● **RECORDS FOR THE EXERCISE**
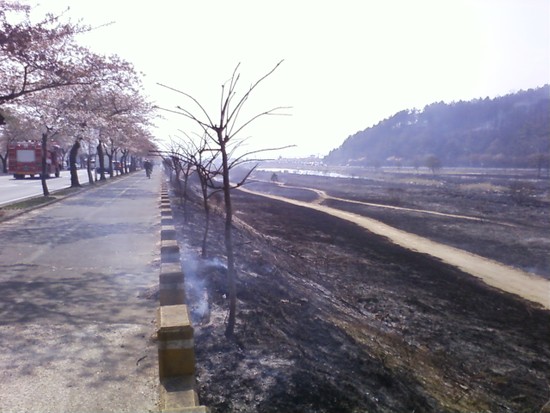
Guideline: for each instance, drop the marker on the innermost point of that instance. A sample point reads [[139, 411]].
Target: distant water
[[308, 172]]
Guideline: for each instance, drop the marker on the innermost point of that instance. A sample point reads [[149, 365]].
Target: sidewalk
[[76, 310]]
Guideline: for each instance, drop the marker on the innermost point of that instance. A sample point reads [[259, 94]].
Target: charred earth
[[332, 318]]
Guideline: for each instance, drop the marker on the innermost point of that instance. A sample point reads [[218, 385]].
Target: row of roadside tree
[[54, 89]]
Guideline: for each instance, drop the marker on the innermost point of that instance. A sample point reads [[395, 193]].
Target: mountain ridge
[[507, 131]]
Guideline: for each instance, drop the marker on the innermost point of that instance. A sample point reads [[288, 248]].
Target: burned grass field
[[332, 318]]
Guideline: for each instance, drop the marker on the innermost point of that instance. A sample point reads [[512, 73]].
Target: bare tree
[[223, 134]]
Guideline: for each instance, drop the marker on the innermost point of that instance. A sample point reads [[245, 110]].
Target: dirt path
[[523, 284], [324, 196]]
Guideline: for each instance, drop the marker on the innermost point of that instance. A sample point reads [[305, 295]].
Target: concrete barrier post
[[175, 342]]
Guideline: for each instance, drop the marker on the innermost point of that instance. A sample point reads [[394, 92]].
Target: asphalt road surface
[[12, 190], [76, 319]]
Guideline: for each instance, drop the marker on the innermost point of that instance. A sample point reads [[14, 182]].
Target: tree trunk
[[206, 215], [89, 170], [101, 157], [44, 173], [72, 161], [4, 160], [231, 275]]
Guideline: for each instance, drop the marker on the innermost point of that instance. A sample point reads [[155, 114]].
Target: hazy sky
[[347, 64]]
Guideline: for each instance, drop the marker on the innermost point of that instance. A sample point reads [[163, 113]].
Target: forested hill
[[508, 131]]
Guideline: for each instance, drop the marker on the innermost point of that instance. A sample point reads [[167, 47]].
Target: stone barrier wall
[[176, 347]]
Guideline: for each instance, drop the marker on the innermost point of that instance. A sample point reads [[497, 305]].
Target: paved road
[[12, 189], [75, 317]]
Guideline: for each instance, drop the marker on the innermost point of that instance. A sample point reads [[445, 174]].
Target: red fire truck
[[25, 158]]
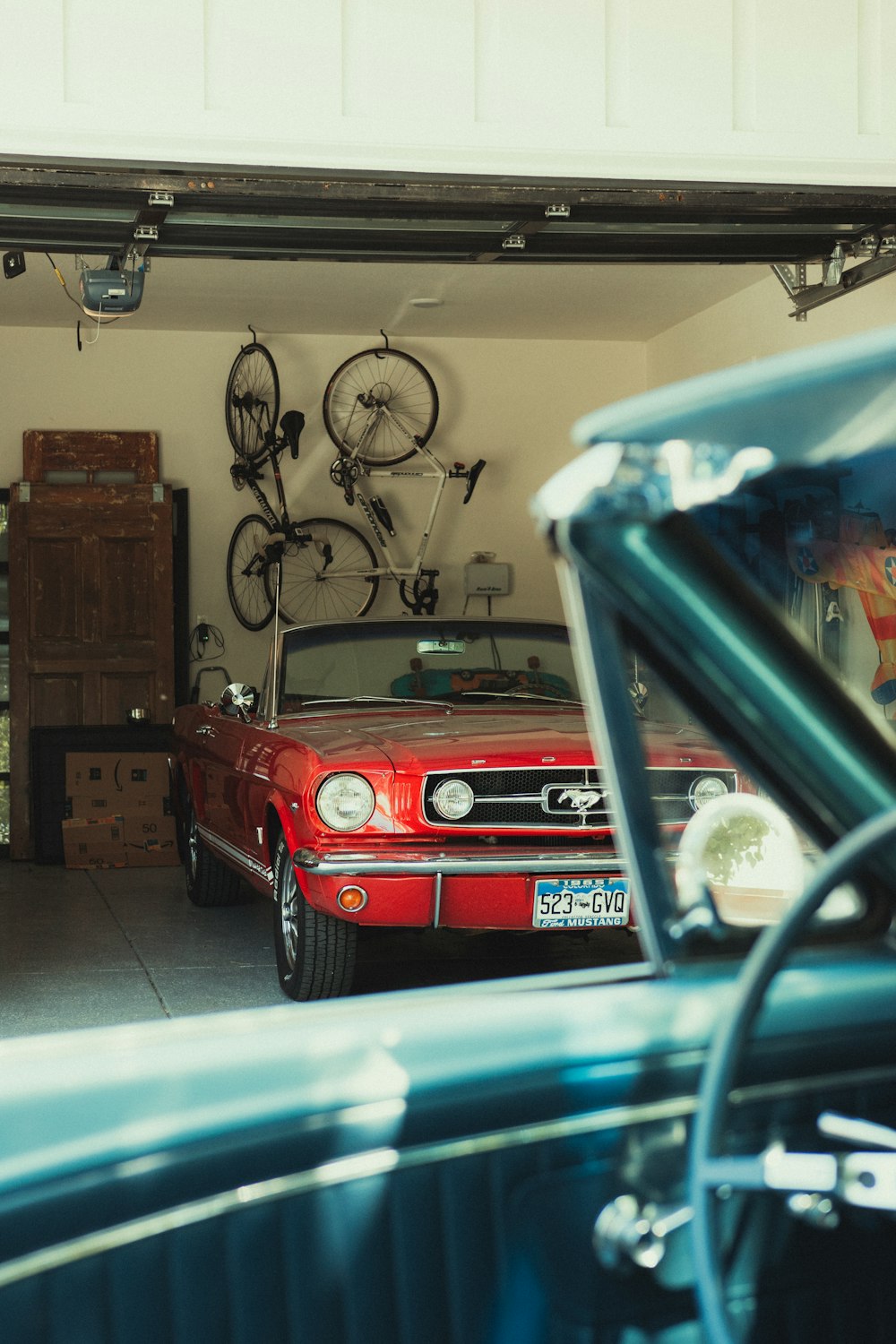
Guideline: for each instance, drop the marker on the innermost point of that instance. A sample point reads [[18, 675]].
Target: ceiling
[[288, 252], [583, 303]]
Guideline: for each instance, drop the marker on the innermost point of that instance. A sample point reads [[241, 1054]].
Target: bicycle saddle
[[292, 425]]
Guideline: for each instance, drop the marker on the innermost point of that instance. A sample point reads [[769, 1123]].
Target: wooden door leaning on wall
[[91, 593]]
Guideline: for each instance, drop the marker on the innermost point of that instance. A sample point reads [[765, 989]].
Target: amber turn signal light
[[352, 900]]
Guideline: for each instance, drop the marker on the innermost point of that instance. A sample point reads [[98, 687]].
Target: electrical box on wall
[[487, 580]]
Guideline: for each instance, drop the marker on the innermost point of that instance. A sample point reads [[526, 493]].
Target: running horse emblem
[[582, 800]]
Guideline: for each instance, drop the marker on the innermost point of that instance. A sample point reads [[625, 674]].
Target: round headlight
[[704, 789], [452, 798], [344, 801]]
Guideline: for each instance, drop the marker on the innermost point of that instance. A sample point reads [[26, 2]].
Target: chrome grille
[[532, 798]]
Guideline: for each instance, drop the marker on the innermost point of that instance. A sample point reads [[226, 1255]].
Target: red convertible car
[[422, 771]]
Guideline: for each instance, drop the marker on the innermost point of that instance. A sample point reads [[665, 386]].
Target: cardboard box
[[151, 840], [117, 774], [94, 841], [118, 811]]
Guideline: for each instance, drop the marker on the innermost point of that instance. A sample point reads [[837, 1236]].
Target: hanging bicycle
[[381, 409], [327, 569]]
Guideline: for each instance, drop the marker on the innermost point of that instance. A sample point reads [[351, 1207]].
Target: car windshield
[[751, 562], [450, 661]]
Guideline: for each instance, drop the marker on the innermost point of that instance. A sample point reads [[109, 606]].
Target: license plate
[[581, 902]]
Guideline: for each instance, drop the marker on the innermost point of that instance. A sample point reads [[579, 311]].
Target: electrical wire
[[201, 637]]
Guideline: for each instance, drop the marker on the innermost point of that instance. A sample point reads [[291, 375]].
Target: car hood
[[443, 741]]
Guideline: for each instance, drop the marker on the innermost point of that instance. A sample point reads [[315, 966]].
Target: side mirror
[[742, 854], [238, 701]]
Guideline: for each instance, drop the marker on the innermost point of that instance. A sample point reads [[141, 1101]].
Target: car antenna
[[271, 722]]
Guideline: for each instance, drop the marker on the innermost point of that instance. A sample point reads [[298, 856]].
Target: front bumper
[[468, 862], [457, 889]]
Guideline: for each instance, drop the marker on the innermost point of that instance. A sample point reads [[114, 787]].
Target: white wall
[[726, 90], [511, 402], [755, 323]]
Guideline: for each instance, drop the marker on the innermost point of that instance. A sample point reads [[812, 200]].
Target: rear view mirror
[[743, 852], [441, 647], [239, 701]]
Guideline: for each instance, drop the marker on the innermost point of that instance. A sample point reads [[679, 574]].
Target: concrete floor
[[120, 945]]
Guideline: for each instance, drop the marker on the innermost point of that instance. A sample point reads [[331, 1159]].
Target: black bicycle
[[317, 567], [379, 409]]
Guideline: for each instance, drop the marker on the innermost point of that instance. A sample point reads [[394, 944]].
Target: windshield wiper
[[373, 699], [521, 695]]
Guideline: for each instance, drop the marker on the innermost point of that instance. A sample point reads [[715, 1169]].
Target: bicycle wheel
[[384, 401], [252, 401], [328, 578], [247, 573]]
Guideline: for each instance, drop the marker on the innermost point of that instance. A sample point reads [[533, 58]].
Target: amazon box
[[120, 776], [94, 841]]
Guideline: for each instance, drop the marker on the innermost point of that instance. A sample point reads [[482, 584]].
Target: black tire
[[314, 952], [247, 582], [328, 578], [209, 881], [252, 401], [381, 378]]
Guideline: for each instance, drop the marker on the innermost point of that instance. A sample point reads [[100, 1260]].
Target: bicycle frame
[[250, 476], [437, 472]]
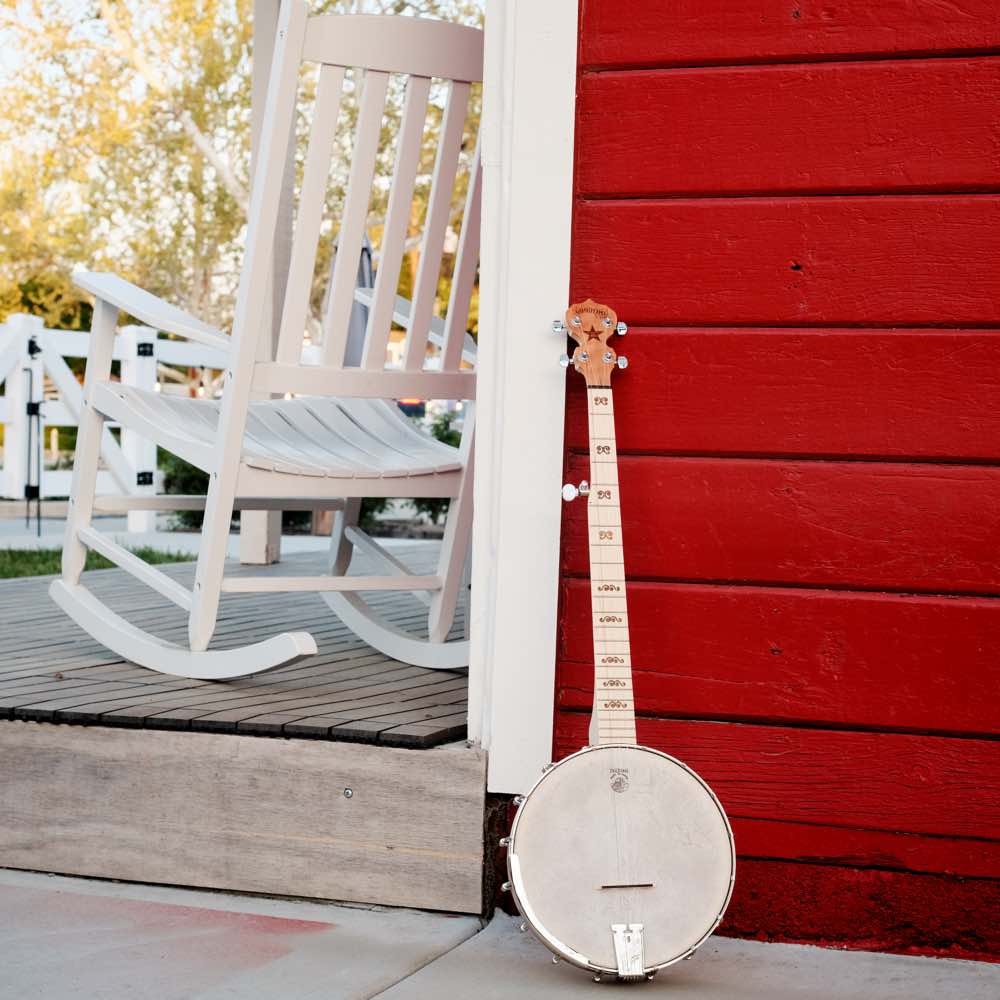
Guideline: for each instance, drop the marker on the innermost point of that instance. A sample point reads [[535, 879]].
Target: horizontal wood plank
[[650, 32], [869, 393], [876, 781], [885, 526], [912, 125], [837, 845], [906, 260], [245, 814], [867, 909], [814, 656]]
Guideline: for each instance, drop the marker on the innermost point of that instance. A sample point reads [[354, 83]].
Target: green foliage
[[181, 477], [436, 508], [45, 562], [125, 145]]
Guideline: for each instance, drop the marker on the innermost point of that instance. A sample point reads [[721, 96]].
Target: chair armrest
[[149, 309]]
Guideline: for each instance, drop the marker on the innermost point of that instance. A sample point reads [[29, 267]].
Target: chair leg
[[88, 441], [212, 553], [341, 547], [451, 562]]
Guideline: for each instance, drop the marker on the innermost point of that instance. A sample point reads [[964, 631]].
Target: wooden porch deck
[[51, 671]]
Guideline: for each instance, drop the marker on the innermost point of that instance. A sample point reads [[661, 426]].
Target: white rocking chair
[[340, 437]]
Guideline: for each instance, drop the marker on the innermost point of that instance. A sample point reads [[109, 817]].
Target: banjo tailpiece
[[628, 951]]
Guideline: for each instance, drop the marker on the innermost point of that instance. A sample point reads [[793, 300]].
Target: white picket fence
[[28, 354]]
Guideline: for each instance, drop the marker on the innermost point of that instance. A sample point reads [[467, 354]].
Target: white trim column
[[528, 117]]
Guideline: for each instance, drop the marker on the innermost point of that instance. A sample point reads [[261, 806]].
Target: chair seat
[[307, 436]]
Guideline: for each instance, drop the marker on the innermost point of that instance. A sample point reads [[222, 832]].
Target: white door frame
[[527, 134]]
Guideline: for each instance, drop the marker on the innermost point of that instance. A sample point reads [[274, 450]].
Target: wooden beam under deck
[[246, 814]]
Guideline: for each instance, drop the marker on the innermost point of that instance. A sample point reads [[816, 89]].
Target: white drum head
[[621, 835]]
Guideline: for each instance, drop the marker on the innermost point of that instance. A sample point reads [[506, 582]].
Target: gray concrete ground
[[500, 962], [64, 937]]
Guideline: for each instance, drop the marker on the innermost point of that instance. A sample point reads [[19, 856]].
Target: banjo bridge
[[628, 950]]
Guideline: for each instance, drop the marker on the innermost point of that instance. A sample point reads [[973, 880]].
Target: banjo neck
[[614, 702], [591, 325]]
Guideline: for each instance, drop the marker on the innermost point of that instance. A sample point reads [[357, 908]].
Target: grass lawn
[[42, 562]]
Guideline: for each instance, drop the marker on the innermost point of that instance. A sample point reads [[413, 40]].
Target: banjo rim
[[514, 869]]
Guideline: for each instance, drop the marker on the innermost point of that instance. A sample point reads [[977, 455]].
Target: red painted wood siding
[[796, 207]]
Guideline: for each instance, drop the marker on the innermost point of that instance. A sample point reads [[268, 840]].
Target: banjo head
[[618, 834]]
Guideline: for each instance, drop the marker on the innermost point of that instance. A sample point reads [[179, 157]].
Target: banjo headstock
[[591, 325]]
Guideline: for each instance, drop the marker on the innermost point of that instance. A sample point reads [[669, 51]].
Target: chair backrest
[[418, 51]]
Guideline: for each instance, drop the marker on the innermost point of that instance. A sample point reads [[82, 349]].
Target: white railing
[[28, 354]]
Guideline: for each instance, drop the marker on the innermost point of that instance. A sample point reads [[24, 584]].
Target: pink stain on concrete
[[186, 947]]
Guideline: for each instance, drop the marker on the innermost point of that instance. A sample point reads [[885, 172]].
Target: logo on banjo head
[[619, 779]]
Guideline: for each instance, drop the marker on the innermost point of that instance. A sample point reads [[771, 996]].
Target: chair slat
[[438, 209], [464, 277], [309, 218], [411, 133], [352, 228]]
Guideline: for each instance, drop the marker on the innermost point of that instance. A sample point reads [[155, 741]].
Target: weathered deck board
[[50, 671]]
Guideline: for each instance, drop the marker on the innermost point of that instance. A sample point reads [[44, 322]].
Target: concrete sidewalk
[[64, 937]]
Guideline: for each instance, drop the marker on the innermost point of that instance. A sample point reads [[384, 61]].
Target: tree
[[125, 130]]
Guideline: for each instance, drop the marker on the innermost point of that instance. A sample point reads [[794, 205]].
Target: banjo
[[620, 858]]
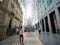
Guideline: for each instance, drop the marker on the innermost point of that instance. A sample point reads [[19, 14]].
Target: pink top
[[21, 31]]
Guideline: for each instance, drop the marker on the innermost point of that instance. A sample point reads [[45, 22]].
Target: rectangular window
[[49, 2]]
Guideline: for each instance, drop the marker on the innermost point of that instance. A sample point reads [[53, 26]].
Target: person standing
[[21, 35], [17, 31]]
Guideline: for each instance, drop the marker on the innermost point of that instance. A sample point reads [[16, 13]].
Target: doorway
[[46, 23], [59, 10], [54, 24], [43, 25]]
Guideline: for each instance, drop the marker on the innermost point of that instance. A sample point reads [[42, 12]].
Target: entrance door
[[46, 23], [59, 10], [43, 25], [54, 23]]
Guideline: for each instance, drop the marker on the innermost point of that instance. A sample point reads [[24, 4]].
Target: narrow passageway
[[30, 38], [39, 19]]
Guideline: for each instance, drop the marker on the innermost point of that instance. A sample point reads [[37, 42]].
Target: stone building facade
[[10, 17], [49, 15]]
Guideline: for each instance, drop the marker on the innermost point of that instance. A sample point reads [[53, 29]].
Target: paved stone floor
[[29, 39], [49, 38]]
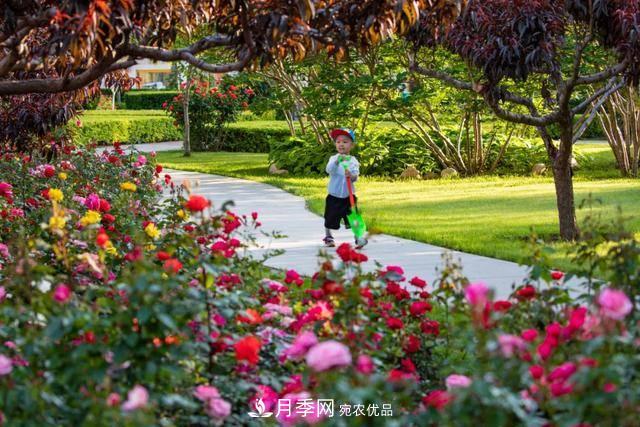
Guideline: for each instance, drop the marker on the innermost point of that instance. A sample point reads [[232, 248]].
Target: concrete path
[[286, 213]]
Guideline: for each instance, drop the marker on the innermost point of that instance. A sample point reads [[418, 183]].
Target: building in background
[[152, 74]]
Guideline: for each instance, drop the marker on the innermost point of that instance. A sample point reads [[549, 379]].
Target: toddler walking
[[340, 167]]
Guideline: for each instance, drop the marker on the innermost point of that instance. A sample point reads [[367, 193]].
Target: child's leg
[[331, 220]]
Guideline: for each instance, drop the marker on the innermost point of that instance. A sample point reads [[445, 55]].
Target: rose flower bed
[[121, 307]]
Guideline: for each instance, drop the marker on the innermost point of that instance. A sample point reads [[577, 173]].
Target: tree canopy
[[84, 40]]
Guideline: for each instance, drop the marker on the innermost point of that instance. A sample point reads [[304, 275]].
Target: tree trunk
[[563, 179], [187, 133]]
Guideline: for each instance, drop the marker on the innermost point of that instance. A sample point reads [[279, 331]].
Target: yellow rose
[[91, 217], [57, 222], [55, 195], [111, 250], [128, 186], [152, 231]]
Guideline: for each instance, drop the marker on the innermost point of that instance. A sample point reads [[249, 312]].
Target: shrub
[[109, 127], [147, 99], [210, 110], [253, 136], [119, 307], [383, 151]]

● **YOUR OBJECTIVE**
Switch "innermost" to "most central" in everything from the line containing "reads [[167, 47]]." down to the line containing "[[532, 798]]", both lines included, keeping all other text unchanged. Give back only those lines, and leave the pictures out of your answer.

● **FINISHED ANSWER**
Guideline: for each instance, drop the marker on the most central point of that instance. A sample point reads [[167, 47]].
Target: stone barrier wall
[[176, 347]]
Guideline: for each instance, drop the marker on the most central point of that instance. A sample point reads [[497, 305]].
Target: paved road
[[12, 189], [75, 317]]
Guideline: for each instance, drop the marker on the most central point of that instance. A sample point reads [[445, 174]].
Target: red fire truck
[[25, 158]]
Guideline: for each instance, drop the marker on the most central point of that instance. A sample point reads [[18, 675]].
Target: ceiling
[[288, 252], [583, 303]]
Guideline: for each instance, drop the marker on the most central point of that instance. A sample point reads [[241, 1054]].
Target: bicycle saddle
[[292, 425]]
Guideline: for each instance, drop the marker on the most central point of that instance. A sample point reads [[769, 1123]].
Target: wooden door leaning on wall
[[91, 593]]
Guideline: for each instance, drop the marker on the most central point of that instance. A sample point reads [[765, 989]].
Target: amber turn signal light
[[352, 900]]
Guideline: for each instance, drop the marker on the most central point of that instance. A sample point reads [[98, 687]].
Target: electrical box on wall
[[487, 580]]
Guideline: for each instance, drop the marker on the most central point of that instance. A sample point reads [[526, 493]].
Target: running horse emblem
[[582, 800]]
Guideline: for each instance, drop the marker on the most central point of that instance. A sample point reads [[625, 674]].
Target: round headlight
[[704, 789], [452, 798], [344, 801]]
Guideline: for each instance, drop the marker on the most central point of that instance. A sample point reads [[26, 2]].
Target: chrome grille
[[532, 798]]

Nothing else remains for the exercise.